### Stated exercise:
Duplicate the lines below exactly, starting at the line that contains "Please spot the white" and continuing through the line that contains "point(469, 131)", with both of those lines included.

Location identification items
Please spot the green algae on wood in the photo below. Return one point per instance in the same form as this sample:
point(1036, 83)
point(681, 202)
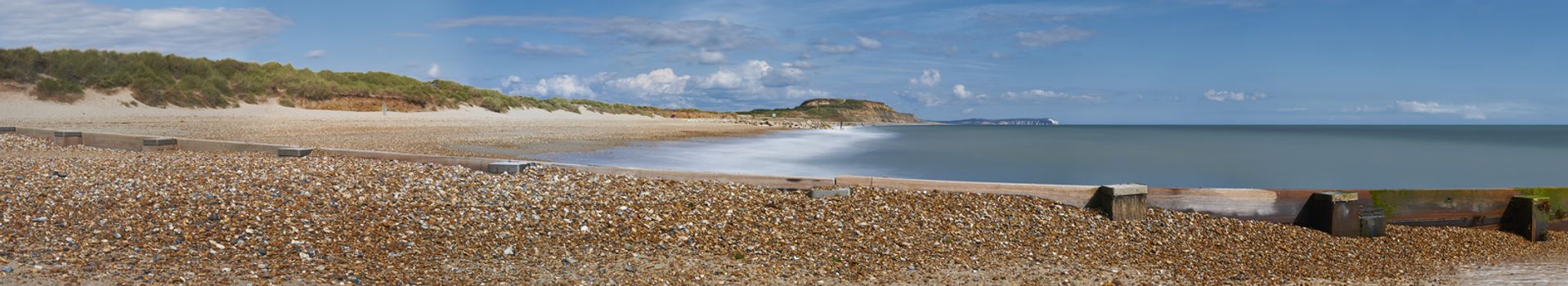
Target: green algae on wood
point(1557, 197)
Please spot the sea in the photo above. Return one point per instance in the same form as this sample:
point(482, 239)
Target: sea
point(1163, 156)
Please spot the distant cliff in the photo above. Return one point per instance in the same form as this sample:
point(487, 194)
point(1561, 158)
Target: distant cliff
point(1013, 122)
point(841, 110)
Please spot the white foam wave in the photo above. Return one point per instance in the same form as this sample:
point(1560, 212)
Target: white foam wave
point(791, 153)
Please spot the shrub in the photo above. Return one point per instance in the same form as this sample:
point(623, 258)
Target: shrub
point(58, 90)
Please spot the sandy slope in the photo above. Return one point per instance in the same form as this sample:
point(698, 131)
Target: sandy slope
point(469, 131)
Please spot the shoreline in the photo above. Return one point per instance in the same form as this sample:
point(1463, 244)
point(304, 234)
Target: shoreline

### Correct response:
Please spot the white foam wave in the photo above. Return one point per instance in the same form as this sample:
point(1560, 212)
Target: white foam wave
point(791, 153)
Please spot the shrub in the photo above. Return one point per instance in the same form as this sample:
point(623, 258)
Target: shrub
point(58, 90)
Please spot the sandy slope in the photo above. Return one point per instance in the same form as this sample:
point(698, 131)
Target: sandy slope
point(469, 131)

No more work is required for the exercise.